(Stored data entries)

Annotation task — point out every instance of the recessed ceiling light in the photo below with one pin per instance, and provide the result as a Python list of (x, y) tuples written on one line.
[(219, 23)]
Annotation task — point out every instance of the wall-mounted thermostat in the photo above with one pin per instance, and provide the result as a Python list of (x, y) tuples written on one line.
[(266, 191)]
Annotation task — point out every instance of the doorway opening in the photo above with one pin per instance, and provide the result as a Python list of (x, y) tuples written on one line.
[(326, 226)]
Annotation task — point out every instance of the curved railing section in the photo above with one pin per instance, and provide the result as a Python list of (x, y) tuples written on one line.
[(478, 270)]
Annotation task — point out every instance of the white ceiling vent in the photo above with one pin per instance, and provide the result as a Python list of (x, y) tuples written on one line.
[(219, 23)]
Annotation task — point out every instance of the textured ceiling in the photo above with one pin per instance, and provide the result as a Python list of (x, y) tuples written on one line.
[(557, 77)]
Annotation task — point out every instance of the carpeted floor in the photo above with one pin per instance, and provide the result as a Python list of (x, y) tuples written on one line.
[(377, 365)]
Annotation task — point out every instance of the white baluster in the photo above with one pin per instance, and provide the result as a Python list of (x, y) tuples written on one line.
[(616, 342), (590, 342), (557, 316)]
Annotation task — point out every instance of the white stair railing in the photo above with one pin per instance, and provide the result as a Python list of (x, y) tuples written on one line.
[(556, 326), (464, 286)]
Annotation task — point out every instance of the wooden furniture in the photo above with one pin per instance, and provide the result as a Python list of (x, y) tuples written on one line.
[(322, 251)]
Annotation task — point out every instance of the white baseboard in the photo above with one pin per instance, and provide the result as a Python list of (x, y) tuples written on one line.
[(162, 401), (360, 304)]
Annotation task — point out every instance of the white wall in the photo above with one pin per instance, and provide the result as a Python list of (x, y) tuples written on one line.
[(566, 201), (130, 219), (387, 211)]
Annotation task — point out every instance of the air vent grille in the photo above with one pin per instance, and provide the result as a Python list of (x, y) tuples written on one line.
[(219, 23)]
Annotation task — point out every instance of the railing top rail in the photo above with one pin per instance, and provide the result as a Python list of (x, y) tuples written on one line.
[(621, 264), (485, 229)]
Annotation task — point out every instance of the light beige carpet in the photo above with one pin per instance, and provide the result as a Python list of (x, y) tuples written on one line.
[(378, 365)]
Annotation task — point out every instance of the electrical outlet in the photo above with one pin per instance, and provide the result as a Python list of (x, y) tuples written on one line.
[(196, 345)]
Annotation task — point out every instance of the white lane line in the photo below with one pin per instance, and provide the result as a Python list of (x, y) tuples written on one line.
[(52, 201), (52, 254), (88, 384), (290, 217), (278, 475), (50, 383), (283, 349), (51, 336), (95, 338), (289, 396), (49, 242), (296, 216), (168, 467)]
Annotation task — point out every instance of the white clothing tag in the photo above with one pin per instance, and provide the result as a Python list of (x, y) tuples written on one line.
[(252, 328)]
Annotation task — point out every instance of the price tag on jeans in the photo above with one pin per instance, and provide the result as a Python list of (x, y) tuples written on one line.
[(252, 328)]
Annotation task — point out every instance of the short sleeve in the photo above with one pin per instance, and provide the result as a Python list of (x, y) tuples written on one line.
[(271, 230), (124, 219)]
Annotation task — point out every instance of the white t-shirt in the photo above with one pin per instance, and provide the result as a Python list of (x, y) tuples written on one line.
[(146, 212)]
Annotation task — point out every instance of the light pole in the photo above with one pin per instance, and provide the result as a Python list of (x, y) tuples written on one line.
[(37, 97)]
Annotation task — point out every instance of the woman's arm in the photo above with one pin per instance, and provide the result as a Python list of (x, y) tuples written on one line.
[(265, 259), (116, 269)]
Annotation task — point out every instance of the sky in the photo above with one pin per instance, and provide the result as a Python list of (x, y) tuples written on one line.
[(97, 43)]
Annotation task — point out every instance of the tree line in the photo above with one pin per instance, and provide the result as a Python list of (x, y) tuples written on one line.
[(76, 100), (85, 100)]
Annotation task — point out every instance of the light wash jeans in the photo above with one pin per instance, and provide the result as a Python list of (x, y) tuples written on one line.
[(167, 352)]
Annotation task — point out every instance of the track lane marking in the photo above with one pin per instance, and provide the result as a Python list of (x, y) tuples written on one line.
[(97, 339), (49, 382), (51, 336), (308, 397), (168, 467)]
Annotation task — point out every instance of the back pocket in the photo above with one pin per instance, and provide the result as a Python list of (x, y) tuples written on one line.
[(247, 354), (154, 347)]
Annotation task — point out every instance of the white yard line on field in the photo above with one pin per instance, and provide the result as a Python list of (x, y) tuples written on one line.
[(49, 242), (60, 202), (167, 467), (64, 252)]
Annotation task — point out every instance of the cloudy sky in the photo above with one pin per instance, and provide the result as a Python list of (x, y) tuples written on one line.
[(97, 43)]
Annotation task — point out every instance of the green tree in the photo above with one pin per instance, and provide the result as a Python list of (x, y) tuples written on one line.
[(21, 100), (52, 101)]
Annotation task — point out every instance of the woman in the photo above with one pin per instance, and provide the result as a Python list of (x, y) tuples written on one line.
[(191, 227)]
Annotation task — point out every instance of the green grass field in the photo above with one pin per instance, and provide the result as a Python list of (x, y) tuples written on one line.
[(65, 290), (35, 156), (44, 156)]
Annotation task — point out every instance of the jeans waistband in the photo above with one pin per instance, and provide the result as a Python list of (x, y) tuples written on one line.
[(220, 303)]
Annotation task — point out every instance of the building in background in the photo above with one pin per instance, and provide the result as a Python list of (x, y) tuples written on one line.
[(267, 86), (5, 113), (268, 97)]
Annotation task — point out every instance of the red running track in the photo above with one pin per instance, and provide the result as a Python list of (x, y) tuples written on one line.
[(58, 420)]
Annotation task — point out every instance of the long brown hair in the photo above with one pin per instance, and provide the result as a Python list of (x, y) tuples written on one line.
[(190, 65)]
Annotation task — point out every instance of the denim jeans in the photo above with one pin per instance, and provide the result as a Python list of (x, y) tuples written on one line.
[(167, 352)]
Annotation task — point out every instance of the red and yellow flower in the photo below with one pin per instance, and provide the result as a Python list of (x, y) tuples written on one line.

What to work on: Could you transcribe all of the data exactly as it is given?

Solution for this problem:
Annotation task — point out every instance of the recessed ceiling light in the photo below with one pin per instance, and provide the result as a Python list of (x, y) tuples written on one line.
[(219, 23)]
Annotation task — point out every instance of the wall-mounted thermostat in the photo above with one pin per instance, and provide the result as a Python list of (x, y) tuples written on one line.
[(266, 191)]
Annotation task — point out every instance of the doorway opening in the photo above with one pin per instance, and provide the result as a Python list of (x, y) tuples written on one line.
[(326, 226)]
Annotation task — point out every instance of the curved railing section in the photo above with one pin per instance, and provide the result as a Python list of (x, y) tuples written on one line.
[(478, 270)]
Annotation task — point out every instance of the white ceiling vent in the photo above with one pin per instance, and provide the result as a Python list of (x, y) tuples written on one line.
[(219, 23)]
Annotation task — point out every instance of the textured ceiling in the photo above with one pin per instance, and provide the result as a Python list of (x, y) tuples written on one line.
[(557, 77)]
Annotation task — point out every instance of the carpeted floor in the photo above with one pin per instance, and provide the result as a Python list of (x, y) tuples written on one line.
[(377, 365)]
Annotation task — point out every instance of the white baluster in the photo above with one pin per instance, and provide the result as a Python list of (x, y) tuples written on one line.
[(616, 342), (590, 342), (557, 316)]
Annotation task — point out every instance of the white stair railing in the photo above with one pin per instance, and provide the result as a Python list of (x, y) tuples written on one line.
[(556, 326), (464, 286)]
Annotation task — point out every instance of the wooden furniture in the photo above with one pin per instance, and provide the result as a Python list of (x, y) tuples written on one line.
[(322, 251)]
Annotation task — point out every instance of the white baseboard in the photo above with one pin per instance, and provide the result as a Python list of (x, y) tuples written on one line.
[(162, 401), (360, 304)]
Annotation task — point out every instance of the white wall in the photo above with one pin per instance, and provide the result as a Python list of (x, y) tuples written on one line.
[(566, 201), (130, 219), (387, 211)]
Annotation task — point out every instance of the air vent grille in the photo above with one pin per instance, and provide the result as a Python list of (x, y) tuples written on one line.
[(219, 23)]
Annotation task — point out every instance of the railing top rail in the photo above with one pin per instance, and provide the result as a Python list of (x, y) tuples written on one line.
[(621, 264), (485, 229)]
Annotation task — point out every instance of the light beige carpet in the photo above with one pin per instance, and provide the result as a Python list of (x, y) tuples written on one line.
[(378, 365)]
Annotation task — point out every instance of the electrical outlet in the photo above with one pin per instance, and provide the result as a Python list of (x, y) tuples written on one line.
[(196, 345)]
Annotation task — point out every instance of the white lane line in the photo below with one pin per instance, and provide the result as a Python list of (x, y) tuples written on one line.
[(52, 201), (52, 254), (88, 384), (290, 217), (278, 475), (50, 383), (283, 349), (51, 336), (95, 338), (289, 396), (49, 242), (296, 216), (168, 467)]
Annotation task — point out every instance of the white clothing tag in the photo above with one pin per instance, and provide the result as a Python list of (x, y) tuples written on one line.
[(252, 328)]
Annotation task — point out every instance of the price tag on jeans in the photo above with one pin per instance, and provide the result as a Python list of (x, y) tuples written on one line.
[(252, 328)]
Annotation task — point out every instance of the short sleeve in the photo above with one pin per instance, and provide the result as a Python list of (x, y) tuples written on one line.
[(271, 230), (124, 219)]
Annotation task — point out every instance of the white t-shirt in the photo above with one pin per instance, and provide the result as a Python list of (x, y) tuples written on one line.
[(146, 212)]
Annotation task — point out every instance of the light pole in the photo above with one pin per instance, and provide the result as a Python list of (x, y) tuples written on one line.
[(37, 97)]
Annotation task — point out every instance of the woman's arm in the photo above with one pin per instance, and provide the result as a Python list of (x, y) tuples written on one line.
[(265, 259), (116, 269)]
Annotation task — point out every instance of the sky in the photo above with one pin per instance, and provide the result as a Python list of (x, y) tuples written on one line.
[(97, 43)]
Annotation task — point out every instance of the tree line in the photo above with one pin per instance, and provide the result as a Python list of (x, y) tuples written on one line.
[(76, 100), (85, 100)]
Annotation task — point out every instance of the light wash jeans in the photo above with one pin per instance, and provide the result as a Python list of (x, y) tuples written on one line.
[(167, 352)]
Annotation task — point out every instance of the track lane marking in the photo above with one pin per instance, and provide the result as a Python list of (x, y) tuples written on one line.
[(97, 339), (49, 382), (51, 336), (308, 397), (168, 467)]
Annotation task — point out every instance of the back pocket in the photo above with one pin per instance, and provide the result as a Python list of (x, y) tuples written on one line.
[(247, 354), (154, 347)]
Annotation task — point out every instance of the white yard line on field in the photo above with one pin per instance, and provide the result as a Python list of (x, y) tuples written on one line.
[(49, 242), (60, 202), (167, 467), (64, 252)]
Annotation task — point out every instance of the cloudy sky in the photo above with one pin per instance, and provide the result as a Python list of (x, y) tuples written on one line.
[(97, 43)]
Annotation task — point out every instance of the green tree in the photo above with one pin per instance, and provide the result as a Python list of (x, y) tuples written on one line.
[(21, 100), (52, 101)]
Annotation task — point out every instance of the woman in the photo above with one pin per instance, and provide the result as a Python list of (x, y) tuples written on one line.
[(191, 227)]
Annotation task — point out every instance of the green grass field in the photo above with one pin per instance, and provide the result as a Python list of (x, y) tuples written on one line.
[(65, 290), (35, 156), (44, 156)]
Annotation task — point out every instance of the jeans waistband in the photo above with one pin per instance, and provide the result as a Python list of (x, y) tuples written on one line.
[(220, 303)]
Annotation task — point out every instance of the building in background in the photo above with one pin per instance, and provide the result as a Python list of (x, y) tuples written on one line.
[(267, 86), (5, 113), (268, 97)]
Annotation task — point out every instance of the red running track in the photo above with one pin per instance, and provide the result as a Python list of (x, y) tuples written on one line.
[(58, 420)]
Annotation task — point out every instance of the long brown hair in the photo above with one pin per instance, and provide the result as a Python list of (x, y) tuples written on one line.
[(190, 65)]
Annotation task — point out every instance of the denim jeans in the photo above with one pin per instance, and provide the result as a Python list of (x, y) tuples written on one line.
[(167, 352)]
Annotation task — point out every instance of the red and yellow flower in the photo below with one pin per instance, and provide the result as a Python list of (x, y) tuples written on one line.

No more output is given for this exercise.